## READING TEXT
[Begin]
And here is where Snaps come in. By combining both the application and the server into a single, installable package you get the best of both, and with a little help from Snapcraft you don’t have to do any extra work.

Snapcraft supports a modular build configuration by having multiple “parts“, each of which provides some aspect of your complete runtime environment in a way that is configurable and reusable. This is extended to a feature called “remote parts” which are pre-defined parts you can easily pull into your snap by name. It’s this combination of reusable and remote parts that are going to make snapping up java web applications incredibly easy.

The remote part we are going to use is the “tomcat” part, which will build the Tomcat application server from upstream source and bundle it in your snap ready to go. All that you, as the web developer, need to provide is your .war file. Below is an simple snapcraft.yaml that will bundle Tomcat’s “sample” war file into a self-contained snap package.

name: tomcat-sample
version: '0.1'
summary: Sample webapp using tomcat part
description: |
 This is a basic webapp snap using the remote Tomcat part

grade: stable
confinement: strict

parts:
  my-part:
    plugin: dump
    source: .
    organize:
      sample.war: ./webapps/sample.war
    after: [tomcat]

apps:
  tomcat:
    command: tomcat-launch
    daemon: simple
    plugs: [network-bind]

The important bits are the ones in bold, let’s go through them one at a time starting with the part named “my-part”. This uses the simple “dump” plugin which is just going to copy everything in it’s source (current directory in this case) into the resulting snap. Here we have just the sample.war file, which we are going to move into a “webapps” directory, because that is where the Tomcat part is going to look for war files.

Now for the magic, by specifying that “my-part” should come after the “tomcat” part (using after: [tomcat]) which isn’t defined elsewhere in the snapcraft.yaml, we will trigger Snapcraft to look for a remote part by that same name, which conveniently exists for us to use. This remote part will do two things, first it will download and build the Tomcat source code, and then it will generate a “tomcat-launch” shell script that we’ll use later. These two parts, “my-part” and “tomcat” will be combined in the final snap, with the Tomcat server automatically knowing about and installing the sample.war webapp.
[End]
## WRITTEN TASK 1
Copy word for word the passage of the Snapcraft text from "The important bits" to "for war files.".

## MATERIAL SUPPLIED
[Begin]
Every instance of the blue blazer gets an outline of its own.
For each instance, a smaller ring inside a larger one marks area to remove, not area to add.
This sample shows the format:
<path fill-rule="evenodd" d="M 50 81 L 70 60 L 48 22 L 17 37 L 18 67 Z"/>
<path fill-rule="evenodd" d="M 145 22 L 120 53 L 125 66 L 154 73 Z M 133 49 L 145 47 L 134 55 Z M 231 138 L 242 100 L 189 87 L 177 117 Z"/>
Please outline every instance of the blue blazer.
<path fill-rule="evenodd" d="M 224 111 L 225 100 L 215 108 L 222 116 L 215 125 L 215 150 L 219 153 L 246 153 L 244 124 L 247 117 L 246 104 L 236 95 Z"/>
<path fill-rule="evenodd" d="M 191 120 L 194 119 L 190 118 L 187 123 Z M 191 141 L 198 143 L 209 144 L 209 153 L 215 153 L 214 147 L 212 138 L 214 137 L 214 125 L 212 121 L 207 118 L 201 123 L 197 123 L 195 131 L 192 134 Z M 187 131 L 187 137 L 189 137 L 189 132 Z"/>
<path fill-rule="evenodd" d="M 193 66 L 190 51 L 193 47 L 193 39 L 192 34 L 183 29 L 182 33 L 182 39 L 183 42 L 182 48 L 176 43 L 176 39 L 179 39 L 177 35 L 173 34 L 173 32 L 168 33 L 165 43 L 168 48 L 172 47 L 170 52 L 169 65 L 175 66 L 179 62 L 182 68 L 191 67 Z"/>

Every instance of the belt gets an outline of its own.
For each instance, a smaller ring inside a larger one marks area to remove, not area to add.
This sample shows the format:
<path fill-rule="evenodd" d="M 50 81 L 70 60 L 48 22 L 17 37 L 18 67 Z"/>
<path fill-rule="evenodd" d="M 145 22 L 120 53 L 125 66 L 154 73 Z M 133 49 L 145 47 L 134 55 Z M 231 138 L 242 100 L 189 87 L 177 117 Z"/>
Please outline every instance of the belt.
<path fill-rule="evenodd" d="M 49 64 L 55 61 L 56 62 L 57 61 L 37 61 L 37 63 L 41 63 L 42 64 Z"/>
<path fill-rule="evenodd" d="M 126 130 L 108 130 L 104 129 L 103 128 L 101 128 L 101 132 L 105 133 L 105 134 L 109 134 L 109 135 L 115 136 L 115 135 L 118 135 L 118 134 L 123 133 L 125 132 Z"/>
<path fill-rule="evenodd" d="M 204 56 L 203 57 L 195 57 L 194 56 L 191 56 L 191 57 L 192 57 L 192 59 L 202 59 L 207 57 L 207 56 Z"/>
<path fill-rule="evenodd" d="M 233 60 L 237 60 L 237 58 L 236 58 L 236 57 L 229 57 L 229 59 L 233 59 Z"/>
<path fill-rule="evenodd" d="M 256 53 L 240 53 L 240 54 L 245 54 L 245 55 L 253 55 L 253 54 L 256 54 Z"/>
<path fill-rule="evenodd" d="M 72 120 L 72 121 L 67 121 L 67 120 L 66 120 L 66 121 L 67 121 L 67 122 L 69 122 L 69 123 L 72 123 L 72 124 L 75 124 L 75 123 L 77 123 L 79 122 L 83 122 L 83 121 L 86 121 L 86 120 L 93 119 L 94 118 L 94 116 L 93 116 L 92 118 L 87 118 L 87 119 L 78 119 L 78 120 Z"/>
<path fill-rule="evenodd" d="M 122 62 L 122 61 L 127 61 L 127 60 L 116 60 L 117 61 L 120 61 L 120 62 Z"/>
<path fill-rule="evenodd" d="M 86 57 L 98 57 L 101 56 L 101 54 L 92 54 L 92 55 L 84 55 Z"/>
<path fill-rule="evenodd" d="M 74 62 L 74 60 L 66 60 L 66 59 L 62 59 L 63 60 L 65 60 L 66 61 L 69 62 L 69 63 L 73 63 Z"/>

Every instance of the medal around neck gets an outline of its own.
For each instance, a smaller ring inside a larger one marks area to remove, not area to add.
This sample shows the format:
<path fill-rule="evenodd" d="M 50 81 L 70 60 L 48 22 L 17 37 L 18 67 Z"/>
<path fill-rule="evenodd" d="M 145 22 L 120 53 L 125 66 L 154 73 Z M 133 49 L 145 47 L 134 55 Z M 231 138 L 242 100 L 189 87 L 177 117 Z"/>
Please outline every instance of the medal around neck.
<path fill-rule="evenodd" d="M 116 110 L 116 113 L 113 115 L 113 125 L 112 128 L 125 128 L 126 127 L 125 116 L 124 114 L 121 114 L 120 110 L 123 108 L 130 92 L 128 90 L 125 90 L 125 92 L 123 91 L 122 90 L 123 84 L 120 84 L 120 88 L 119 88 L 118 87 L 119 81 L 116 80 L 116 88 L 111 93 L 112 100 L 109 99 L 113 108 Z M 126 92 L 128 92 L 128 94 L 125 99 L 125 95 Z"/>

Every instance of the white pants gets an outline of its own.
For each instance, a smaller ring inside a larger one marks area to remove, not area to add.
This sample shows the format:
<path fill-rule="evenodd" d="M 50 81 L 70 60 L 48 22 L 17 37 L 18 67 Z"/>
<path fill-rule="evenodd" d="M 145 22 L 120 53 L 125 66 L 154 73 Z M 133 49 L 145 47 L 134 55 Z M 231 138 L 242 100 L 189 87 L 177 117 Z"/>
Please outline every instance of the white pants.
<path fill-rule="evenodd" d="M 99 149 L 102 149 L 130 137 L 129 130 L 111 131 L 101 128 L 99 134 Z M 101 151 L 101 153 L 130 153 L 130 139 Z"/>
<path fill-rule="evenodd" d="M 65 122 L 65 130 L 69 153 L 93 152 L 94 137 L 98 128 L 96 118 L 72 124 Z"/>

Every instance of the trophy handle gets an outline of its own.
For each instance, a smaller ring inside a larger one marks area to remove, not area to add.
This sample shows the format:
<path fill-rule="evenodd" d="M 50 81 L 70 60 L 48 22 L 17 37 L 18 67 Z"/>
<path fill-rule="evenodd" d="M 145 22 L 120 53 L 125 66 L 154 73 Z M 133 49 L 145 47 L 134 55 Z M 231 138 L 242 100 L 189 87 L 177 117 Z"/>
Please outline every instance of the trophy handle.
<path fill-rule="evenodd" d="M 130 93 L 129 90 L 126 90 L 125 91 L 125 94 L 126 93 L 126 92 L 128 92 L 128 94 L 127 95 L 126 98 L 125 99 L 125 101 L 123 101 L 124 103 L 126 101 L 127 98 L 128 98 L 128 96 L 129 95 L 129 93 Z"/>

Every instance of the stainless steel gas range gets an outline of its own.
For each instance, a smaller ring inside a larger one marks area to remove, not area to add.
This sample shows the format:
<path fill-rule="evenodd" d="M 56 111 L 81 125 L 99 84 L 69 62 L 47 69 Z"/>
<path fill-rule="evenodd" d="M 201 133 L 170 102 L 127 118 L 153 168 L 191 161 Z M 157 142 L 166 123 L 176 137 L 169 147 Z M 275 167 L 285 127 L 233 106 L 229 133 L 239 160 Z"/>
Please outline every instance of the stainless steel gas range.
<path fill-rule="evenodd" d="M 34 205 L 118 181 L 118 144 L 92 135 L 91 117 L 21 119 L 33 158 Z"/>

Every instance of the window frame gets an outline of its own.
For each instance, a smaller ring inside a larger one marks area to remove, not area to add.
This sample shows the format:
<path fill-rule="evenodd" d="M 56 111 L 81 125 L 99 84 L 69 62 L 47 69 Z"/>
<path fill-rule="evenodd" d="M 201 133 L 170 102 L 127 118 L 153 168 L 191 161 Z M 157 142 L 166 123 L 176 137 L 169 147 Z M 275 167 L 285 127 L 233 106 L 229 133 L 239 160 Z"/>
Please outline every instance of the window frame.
[End]
[Begin]
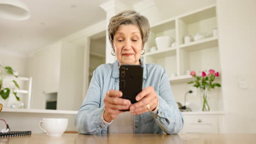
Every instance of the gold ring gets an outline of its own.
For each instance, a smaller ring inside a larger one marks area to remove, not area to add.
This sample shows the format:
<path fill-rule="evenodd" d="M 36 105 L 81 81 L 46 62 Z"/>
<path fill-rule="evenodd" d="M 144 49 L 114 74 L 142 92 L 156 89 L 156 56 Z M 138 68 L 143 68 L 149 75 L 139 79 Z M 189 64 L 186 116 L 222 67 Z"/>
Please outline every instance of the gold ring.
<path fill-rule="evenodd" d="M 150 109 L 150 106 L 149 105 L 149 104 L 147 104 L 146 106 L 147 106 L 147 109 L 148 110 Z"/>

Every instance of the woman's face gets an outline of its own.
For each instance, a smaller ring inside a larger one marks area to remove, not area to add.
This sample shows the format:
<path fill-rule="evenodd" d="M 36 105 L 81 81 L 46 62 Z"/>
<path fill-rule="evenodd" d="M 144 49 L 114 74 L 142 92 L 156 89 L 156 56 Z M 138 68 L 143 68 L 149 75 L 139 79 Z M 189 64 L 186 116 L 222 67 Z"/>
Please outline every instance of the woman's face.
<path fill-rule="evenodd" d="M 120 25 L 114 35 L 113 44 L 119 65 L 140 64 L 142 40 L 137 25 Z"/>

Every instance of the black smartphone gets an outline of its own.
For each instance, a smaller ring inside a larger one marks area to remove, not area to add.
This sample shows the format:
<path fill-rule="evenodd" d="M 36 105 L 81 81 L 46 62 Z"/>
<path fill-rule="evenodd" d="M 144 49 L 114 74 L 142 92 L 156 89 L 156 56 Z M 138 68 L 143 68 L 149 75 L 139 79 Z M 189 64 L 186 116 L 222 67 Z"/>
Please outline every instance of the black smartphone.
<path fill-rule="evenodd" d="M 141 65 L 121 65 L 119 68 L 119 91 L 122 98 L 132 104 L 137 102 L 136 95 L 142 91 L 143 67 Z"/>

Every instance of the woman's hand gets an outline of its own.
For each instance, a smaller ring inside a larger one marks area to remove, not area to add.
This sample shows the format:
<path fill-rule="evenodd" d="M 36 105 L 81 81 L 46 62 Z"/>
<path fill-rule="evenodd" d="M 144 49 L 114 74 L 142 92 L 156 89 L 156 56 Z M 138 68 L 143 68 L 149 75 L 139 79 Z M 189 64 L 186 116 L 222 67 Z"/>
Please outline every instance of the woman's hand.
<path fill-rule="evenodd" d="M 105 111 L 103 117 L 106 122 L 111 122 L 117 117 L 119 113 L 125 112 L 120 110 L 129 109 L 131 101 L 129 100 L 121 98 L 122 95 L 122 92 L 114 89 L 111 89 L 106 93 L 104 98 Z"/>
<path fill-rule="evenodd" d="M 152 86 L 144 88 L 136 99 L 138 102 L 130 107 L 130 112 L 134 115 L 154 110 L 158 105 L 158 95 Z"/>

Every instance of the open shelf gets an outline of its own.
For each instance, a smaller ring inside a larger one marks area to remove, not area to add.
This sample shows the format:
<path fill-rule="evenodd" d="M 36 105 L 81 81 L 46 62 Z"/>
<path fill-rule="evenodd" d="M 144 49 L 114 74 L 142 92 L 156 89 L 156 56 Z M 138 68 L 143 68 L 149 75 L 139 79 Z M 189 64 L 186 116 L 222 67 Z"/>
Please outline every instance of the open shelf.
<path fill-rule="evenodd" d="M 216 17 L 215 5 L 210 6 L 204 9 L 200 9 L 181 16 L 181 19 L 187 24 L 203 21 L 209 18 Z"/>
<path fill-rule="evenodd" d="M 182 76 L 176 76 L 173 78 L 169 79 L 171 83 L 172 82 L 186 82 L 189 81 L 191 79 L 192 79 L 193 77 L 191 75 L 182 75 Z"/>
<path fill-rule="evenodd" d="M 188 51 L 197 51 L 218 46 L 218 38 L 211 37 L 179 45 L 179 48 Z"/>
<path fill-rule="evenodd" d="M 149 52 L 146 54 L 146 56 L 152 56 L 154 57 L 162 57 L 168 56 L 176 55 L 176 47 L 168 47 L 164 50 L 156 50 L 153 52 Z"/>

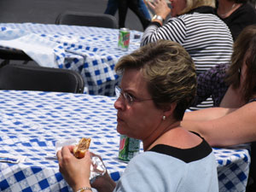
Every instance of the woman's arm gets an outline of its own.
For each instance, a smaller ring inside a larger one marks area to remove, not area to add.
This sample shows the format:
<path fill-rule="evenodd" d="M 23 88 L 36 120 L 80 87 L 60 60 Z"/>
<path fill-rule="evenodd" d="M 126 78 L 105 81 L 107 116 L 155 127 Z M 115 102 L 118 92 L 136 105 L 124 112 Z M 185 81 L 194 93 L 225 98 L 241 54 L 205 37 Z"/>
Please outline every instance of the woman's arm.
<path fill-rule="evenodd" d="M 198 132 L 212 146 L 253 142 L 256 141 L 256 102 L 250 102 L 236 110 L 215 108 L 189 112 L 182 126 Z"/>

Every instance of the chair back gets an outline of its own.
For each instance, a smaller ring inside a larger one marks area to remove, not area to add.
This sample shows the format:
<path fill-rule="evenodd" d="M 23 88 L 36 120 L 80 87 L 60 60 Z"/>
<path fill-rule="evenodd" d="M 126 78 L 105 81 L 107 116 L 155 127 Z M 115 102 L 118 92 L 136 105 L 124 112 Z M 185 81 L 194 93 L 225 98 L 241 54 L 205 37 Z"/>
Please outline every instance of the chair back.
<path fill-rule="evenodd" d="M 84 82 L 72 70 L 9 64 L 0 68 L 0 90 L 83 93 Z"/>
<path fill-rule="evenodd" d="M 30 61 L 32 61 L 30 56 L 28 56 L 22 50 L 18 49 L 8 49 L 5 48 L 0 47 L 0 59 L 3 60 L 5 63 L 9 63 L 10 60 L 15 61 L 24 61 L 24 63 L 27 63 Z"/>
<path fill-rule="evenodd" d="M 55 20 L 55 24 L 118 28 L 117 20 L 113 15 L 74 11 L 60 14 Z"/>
[End]
## WRITTEN TASK 2
Count the lines of the records that contain the string "black", with case counting, and reply with the number alone.

## TASK ANSWER 1
The important bits are the ones in bold, let’s go through them one at a time starting with the part named “my-part”. This uses the simple “dump” plugin which is just going to copy everything in it’s source (current directory in this case) into the resulting snap. Here we have just the sample.war file, which we are going to move into a “webapps” directory, because that is where the Tomcat part is going to look for war files.

## TASK ANSWER 2
2